(Selected passage):

☆ ☆ ☆

My kids school district is equivalent to Highlands Ranch or Cherry Hills and they gave out free lunch and breakfast to every single child in school year 2020/2021.  
 

97% of those kids probably had zero need for it and those dollars could have went to something else.  I’m guessing this is the kind of waste that JJ is talking about. 

Actually that is not what I was getting at. But yes, it would seem to be a waste of education dollars to feed kids who would have no troubles eating properly.

 

What bothers me is the disparity between the haves and have nots. It doesn’t seem fair to expect a poor district to spend more per capita on food and then also bust their chops over the education services they provide. AFAIK, in Colorado, the state pays each district a set amount per student and then the district is supposed to educate the kids. Now if district A has 60% of kids on free lunches and district B only has 10% on free lunches, guess which district is able to provide a better education.

☆ ☆ ☆

(Stored data):
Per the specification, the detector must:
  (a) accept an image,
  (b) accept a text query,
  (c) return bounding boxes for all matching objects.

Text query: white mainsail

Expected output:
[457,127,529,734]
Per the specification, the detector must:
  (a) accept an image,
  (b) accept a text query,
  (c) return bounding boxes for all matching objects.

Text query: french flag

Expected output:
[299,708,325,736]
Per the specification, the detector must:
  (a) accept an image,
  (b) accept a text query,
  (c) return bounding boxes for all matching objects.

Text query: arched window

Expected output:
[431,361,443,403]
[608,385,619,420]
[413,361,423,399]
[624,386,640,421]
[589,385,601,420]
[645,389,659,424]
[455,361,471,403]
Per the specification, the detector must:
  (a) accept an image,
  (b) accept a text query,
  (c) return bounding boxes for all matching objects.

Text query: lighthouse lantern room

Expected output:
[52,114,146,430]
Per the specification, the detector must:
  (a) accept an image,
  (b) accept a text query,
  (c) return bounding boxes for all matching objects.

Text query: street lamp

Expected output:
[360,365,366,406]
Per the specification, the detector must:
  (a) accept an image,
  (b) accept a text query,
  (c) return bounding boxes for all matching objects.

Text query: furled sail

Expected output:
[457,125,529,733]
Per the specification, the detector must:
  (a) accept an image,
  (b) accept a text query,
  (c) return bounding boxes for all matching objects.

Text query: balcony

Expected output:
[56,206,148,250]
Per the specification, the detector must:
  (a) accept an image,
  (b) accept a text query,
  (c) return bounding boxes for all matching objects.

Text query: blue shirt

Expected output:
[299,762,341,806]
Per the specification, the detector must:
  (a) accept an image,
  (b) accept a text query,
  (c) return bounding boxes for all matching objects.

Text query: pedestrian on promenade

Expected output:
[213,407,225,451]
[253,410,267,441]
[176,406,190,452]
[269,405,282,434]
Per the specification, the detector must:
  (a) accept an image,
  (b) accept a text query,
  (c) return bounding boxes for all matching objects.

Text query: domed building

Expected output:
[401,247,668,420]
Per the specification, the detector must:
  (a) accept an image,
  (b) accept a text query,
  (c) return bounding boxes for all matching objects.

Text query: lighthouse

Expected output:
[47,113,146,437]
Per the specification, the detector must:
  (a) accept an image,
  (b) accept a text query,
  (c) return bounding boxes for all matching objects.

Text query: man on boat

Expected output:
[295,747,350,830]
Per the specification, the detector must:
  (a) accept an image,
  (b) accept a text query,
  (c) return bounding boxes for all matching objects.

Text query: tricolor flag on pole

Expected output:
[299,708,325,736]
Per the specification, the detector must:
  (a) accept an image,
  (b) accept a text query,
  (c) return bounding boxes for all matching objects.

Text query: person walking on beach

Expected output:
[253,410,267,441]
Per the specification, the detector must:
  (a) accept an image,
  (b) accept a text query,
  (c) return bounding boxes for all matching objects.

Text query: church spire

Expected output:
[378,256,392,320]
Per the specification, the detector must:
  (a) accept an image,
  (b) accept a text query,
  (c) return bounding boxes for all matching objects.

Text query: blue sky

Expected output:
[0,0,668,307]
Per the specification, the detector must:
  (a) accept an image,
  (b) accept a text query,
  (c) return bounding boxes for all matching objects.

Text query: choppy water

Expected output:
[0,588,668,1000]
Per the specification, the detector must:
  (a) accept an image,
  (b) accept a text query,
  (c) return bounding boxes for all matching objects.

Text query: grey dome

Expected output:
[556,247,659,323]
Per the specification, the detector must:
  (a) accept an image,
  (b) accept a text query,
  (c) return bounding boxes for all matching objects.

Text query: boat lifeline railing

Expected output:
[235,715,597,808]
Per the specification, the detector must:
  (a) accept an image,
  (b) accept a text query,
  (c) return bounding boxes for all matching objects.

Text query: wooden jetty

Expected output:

☆ ☆ ☆

(Tasks to complete):
1. Quote the school lunch discussion word for word, starting with "My kids school" and going on through "is talking about.".
2. In the school lunch discussion, what did the writer's kids' school district give every child in the 2020/2021 school year?
3. Carry on the school lunch discussion from its last sentence.

(Responses):
1.
My kids school district is equivalent to Highlands Ranch or Cherry Hills and they gave out free lunch and breakfast to every single child in school year 2020/2021.  
 

97% of those kids probably had zero need for it and those dollars could have went to something else.  I’m guessing this is the kind of waste that JJ is talking about.

2. Free lunch and breakfast.

3.
I think it would be more equitable to use the education dollars for, you know, education and to have another source of funding for the food. All the kids still get to eat in the schools but they also all would have the same resources for learning. It’s not a hill I’m dying on. It just seems to make more sense than saying give me $10 for education and then spending $5 of it on food in one district and only $1 in another.

 

BTW- In Greeley, a few of the schools serve free breakfast and lunch year round, even when school is out, so the poor kids can eat. I don’t have a problem with that at all. But it all gets classified as education expense. That seems crazy to me.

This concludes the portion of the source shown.